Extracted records

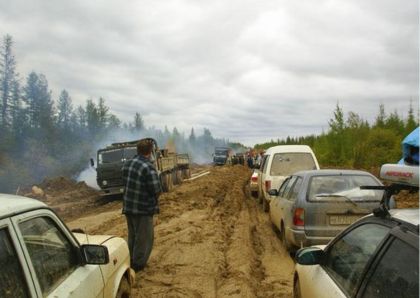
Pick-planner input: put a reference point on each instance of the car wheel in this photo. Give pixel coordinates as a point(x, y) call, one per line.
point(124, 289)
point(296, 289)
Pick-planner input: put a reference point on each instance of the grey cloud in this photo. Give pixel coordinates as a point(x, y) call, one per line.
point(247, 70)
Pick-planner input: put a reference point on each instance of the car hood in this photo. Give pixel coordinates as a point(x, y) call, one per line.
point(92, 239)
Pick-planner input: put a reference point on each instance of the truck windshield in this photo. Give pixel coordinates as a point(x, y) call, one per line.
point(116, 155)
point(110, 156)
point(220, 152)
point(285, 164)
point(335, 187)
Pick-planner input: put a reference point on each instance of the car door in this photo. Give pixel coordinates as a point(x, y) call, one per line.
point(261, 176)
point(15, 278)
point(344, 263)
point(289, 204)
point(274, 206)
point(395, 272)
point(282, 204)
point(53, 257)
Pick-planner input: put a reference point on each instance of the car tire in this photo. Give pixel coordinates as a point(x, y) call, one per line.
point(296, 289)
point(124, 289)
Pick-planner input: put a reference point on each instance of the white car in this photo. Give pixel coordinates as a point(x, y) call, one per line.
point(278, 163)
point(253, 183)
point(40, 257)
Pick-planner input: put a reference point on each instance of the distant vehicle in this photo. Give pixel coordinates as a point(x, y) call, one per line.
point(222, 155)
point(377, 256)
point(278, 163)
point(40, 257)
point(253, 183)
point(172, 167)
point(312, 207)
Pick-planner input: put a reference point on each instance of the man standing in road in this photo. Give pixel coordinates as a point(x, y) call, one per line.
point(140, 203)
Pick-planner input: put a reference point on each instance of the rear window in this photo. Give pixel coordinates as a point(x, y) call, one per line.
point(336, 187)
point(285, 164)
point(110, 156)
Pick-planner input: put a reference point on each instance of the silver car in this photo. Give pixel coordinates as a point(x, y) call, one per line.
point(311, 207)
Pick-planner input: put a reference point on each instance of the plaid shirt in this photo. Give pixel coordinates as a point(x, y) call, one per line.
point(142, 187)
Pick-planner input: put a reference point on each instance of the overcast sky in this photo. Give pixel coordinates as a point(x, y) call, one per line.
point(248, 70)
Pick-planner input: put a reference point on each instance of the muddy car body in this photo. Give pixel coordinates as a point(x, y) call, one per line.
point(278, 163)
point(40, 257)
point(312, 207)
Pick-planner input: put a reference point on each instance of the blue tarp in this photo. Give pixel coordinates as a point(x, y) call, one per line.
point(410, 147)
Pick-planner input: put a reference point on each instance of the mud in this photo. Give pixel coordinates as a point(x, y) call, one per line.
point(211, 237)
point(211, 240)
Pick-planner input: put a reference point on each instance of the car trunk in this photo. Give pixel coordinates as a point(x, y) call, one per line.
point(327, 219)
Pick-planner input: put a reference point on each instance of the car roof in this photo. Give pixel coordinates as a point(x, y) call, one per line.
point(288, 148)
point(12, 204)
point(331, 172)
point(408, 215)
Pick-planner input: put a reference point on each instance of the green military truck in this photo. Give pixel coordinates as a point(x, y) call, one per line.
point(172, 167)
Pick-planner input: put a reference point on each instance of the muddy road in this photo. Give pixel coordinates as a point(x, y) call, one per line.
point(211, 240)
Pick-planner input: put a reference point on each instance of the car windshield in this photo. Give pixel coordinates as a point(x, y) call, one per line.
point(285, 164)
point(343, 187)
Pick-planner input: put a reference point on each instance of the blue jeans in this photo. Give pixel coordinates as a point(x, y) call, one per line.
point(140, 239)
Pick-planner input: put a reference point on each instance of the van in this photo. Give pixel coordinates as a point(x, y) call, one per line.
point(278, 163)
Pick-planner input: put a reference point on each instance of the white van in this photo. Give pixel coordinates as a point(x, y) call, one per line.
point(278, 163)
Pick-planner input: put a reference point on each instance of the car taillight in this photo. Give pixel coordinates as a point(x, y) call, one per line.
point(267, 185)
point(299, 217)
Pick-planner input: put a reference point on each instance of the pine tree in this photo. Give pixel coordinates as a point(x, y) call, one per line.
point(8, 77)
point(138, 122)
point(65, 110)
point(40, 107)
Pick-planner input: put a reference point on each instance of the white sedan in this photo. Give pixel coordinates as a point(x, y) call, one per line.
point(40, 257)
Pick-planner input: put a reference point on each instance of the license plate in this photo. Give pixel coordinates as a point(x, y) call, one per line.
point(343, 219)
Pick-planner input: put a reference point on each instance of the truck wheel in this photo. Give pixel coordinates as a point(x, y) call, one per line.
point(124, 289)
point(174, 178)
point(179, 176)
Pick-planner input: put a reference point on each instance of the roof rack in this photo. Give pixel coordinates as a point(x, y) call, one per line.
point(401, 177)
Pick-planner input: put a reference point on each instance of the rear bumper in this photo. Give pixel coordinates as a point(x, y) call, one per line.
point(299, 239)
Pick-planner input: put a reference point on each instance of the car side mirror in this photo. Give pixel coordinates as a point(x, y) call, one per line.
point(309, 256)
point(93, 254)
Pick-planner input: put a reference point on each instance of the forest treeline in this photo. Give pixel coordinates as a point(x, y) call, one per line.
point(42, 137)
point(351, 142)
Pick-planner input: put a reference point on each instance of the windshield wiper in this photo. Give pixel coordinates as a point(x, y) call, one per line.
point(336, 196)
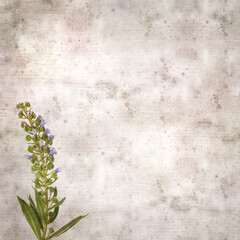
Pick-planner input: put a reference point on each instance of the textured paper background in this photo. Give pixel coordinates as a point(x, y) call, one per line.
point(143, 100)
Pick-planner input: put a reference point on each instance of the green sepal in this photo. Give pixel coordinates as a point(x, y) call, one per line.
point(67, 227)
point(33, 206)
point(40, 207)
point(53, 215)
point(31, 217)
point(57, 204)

Set exercise » Could you express every line of the data above as a Markdown table with a "No." column for the row number and a "Text" column for the line, skipping blank lines? Leave the pictures out of the table.

Task answer »
| No. | Text |
|---|---|
| 1 | Pick-planner input: put a reference point on each instance of the car wheel in this photo. Give pixel coordinates as a point(x, y) call, one per line. |
| 2 | point(124, 289) |
| 3 | point(296, 289) |
| 4 | Pick-planner input: put a reference point on each instance of the grey cloud in this photo. Give pixel coordinates as a point(x, y) call, one per line. |
| 5 | point(247, 70) |
| 6 | Pick-planner input: put a reference point on each instance of the car hood in this photo. Give pixel coordinates as a point(x, y) call, one per line. |
| 7 | point(92, 239) |
| 8 | Pick-planner input: put a reference point on each instance of the truck windshield in this photo. Give pixel coordinates as a point(x, y) call, one per line. |
| 9 | point(116, 155) |
| 10 | point(110, 156) |
| 11 | point(220, 152) |
| 12 | point(285, 164) |
| 13 | point(335, 187) |
| 14 | Pick-planner input: put a reference point on each instance of the car door in this photo. Give pixel coordinates as a point(x, y) call, one per line. |
| 15 | point(261, 176) |
| 16 | point(15, 278) |
| 17 | point(344, 263) |
| 18 | point(289, 204) |
| 19 | point(274, 206) |
| 20 | point(395, 272) |
| 21 | point(282, 204) |
| 22 | point(53, 257) |
| 23 | Pick-planner input: put a reference point on each instance of the car tire in this photo. Give pixel coordinates as a point(x, y) call, one per line. |
| 24 | point(296, 289) |
| 25 | point(124, 289) |
| 26 | Pick-planner input: put a reference point on each instance of the white car in this photo. Give pixel coordinates as a point(x, y) call, one per line. |
| 27 | point(278, 163) |
| 28 | point(253, 183) |
| 29 | point(40, 257) |
| 30 | Pick-planner input: put a reference point on each instance of the distant vehicle in this photo. Give pixel coordinates as a point(x, y) call, one per line. |
| 31 | point(222, 155) |
| 32 | point(377, 256) |
| 33 | point(278, 163) |
| 34 | point(40, 257) |
| 35 | point(253, 183) |
| 36 | point(172, 167) |
| 37 | point(312, 207) |
| 38 | Pick-planner input: put a reference point on each instance of the man standing in road in this photo. Give pixel coordinates as a point(x, y) call, one per line. |
| 39 | point(140, 203) |
| 40 | Pick-planner input: put a reference point on each instance of the rear window in this photo. Give pixel coordinates as a point(x, y) call, one per line. |
| 41 | point(336, 187) |
| 42 | point(285, 164) |
| 43 | point(110, 156) |
| 44 | Pick-planner input: put a reference point on each instance of the silver car in this photo. Give pixel coordinates as a point(x, y) call, one per line. |
| 45 | point(311, 207) |
| 46 | Pick-planner input: put a reference point on each instance of the plaid shirt in this photo. Give pixel coordinates as a point(x, y) call, one per line. |
| 47 | point(142, 187) |
| 48 | Pick-planner input: put a reference point on each instance of the overcast sky in this photo. Give pixel coordinates as a point(x, y) call, one per line. |
| 49 | point(248, 70) |
| 50 | Pick-planner input: put a reference point on each instance of the muddy car body in this photo. Give pixel coordinates as a point(x, y) call, one per line. |
| 51 | point(278, 163) |
| 52 | point(40, 257) |
| 53 | point(312, 207) |
| 54 | Pick-planner input: put a reference point on each instance of the blue tarp in this photo. Give pixel coordinates as a point(x, y) call, one per line. |
| 55 | point(410, 147) |
| 56 | Pick-planner input: put a reference point on each instance of the mud in this photo. Give pixel coordinates as a point(x, y) call, one per line. |
| 57 | point(211, 237) |
| 58 | point(211, 240) |
| 59 | Pick-planner input: put a reference point on each instance of the car trunk in this photo. Give pixel coordinates as a point(x, y) call, one per line. |
| 60 | point(327, 219) |
| 61 | Pick-planner input: put a reference point on each instance of the car roof in this photo. Give pixel coordinates as a point(x, y) call, one per line. |
| 62 | point(288, 148) |
| 63 | point(12, 204) |
| 64 | point(331, 172) |
| 65 | point(408, 215) |
| 66 | Pick-planner input: put a reference point on each instance of the green military truck in this photo. Give pixel coordinates as a point(x, y) call, one per line. |
| 67 | point(172, 167) |
| 68 | Pick-planner input: put a reference point on each instance of the muddy road in this photo. Give pixel coordinates as a point(x, y) call, one per line. |
| 69 | point(211, 240) |
| 70 | Pick-planner input: put a reference point on each instance of the car windshield in this photo. Give pixel coordinates as a point(x, y) call, one per line. |
| 71 | point(285, 164) |
| 72 | point(343, 187) |
| 73 | Pick-planner input: put a reference point on each instance of the blue jeans in this photo. Give pixel coordinates as a point(x, y) call, one per line. |
| 74 | point(140, 239) |
| 75 | Pick-planner input: put a reference point on each instance of the van in this photo. Give pixel coordinates as a point(x, y) call, one per line. |
| 76 | point(278, 163) |
| 77 | Pick-planner input: put a reference point on each instance of the white van in this photo. Give pixel coordinates as a point(x, y) call, one per line. |
| 78 | point(278, 163) |
| 79 | Pick-planner input: put a reference point on each instance of the car taillight in this photo. Give pixel coordinates as a point(x, y) call, one per line. |
| 80 | point(267, 185) |
| 81 | point(299, 217) |
| 82 | Pick-planner input: put a reference point on each instance of the pine tree in this photo. Give pixel coordinates as a point(x, y) call, one per line. |
| 83 | point(8, 77) |
| 84 | point(138, 122) |
| 85 | point(65, 110) |
| 86 | point(40, 107) |
| 87 | Pick-planner input: put a reference point on each instance of the white sedan in this photo. Give pixel coordinates as a point(x, y) call, one per line. |
| 88 | point(40, 257) |
| 89 | Pick-planner input: put a reference point on each instance of the license plate in this photo. Give pixel coordinates as a point(x, y) call, one per line. |
| 90 | point(343, 219) |
| 91 | Pick-planner input: put a reference point on each instance of the truck wheel in this photo. Give pixel coordinates as a point(x, y) call, one per line. |
| 92 | point(124, 289) |
| 93 | point(174, 178) |
| 94 | point(179, 176) |
| 95 | Pick-planner input: put a reference point on each instance of the roof rack in this photo. Give pixel coordinates as a point(x, y) call, one per line. |
| 96 | point(401, 177) |
| 97 | Pick-planner input: put a reference point on each instance of the rear bumper in this photo. Give pixel coordinates as a point(x, y) call, one per line. |
| 98 | point(299, 239) |
| 99 | Pick-planner input: put a reference point on each instance of the car side mirror in this photo. Give pixel coordinates as a point(x, y) call, one per line. |
| 100 | point(309, 256) |
| 101 | point(93, 254) |
| 102 | Pick-planner input: put a reference point on each instance of the forest treeline in this photo. Give pixel coordinates as a point(x, y) call, one per line. |
| 103 | point(42, 137) |
| 104 | point(351, 142) |
| 105 | Pick-planner input: put a reference point on each instance of the windshield wiper in this photo. Give pixel coordinates as a point(x, y) call, one per line. |
| 106 | point(336, 196) |
| 107 | Pick-planner input: put a reference point on each instance of the textured paper background in this photo. Give pixel coordinates as a point(x, y) call, one per line. |
| 108 | point(143, 100) |
| 109 | Pick-planner input: put a reference point on each instance of the green sepal in this photo. Give pixel coordinates as a point(x, y) call, one per line. |
| 110 | point(67, 227) |
| 111 | point(33, 206) |
| 112 | point(40, 207) |
| 113 | point(53, 215) |
| 114 | point(31, 217) |
| 115 | point(57, 204) |